Free-text object descriptions:
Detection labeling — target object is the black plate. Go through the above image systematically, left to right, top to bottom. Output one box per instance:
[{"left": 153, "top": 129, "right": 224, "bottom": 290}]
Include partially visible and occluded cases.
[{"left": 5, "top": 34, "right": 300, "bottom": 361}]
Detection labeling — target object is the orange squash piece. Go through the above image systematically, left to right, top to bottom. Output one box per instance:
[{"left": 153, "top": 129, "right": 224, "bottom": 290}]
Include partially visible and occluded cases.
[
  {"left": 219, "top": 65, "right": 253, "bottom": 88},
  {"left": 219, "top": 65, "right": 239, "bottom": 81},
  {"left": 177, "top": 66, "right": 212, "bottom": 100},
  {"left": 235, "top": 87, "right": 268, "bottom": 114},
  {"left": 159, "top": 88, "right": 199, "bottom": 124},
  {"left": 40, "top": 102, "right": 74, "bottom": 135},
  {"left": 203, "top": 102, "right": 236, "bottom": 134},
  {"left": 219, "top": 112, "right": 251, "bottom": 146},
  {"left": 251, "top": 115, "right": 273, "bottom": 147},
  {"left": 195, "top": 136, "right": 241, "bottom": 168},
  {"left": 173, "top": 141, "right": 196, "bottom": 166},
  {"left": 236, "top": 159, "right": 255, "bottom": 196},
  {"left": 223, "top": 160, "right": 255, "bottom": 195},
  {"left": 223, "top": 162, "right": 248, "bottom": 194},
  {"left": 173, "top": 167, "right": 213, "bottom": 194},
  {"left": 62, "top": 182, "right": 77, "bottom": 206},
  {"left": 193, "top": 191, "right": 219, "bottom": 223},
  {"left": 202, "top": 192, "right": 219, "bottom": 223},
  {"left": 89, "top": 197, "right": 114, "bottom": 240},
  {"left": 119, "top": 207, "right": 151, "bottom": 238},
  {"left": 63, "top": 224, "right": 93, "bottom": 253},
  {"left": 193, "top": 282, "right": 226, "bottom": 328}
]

Your task » From the data above, copy each line where the string "instance" appears.

Answer space »
Detection labeling — target object is the black plate. Go through the above image systematically, left to right, top to bottom. Output one box per instance:
Detection labeling — target object is the orange squash piece. Go through the above image systematically, left to right, top to bottom. Output one box per instance:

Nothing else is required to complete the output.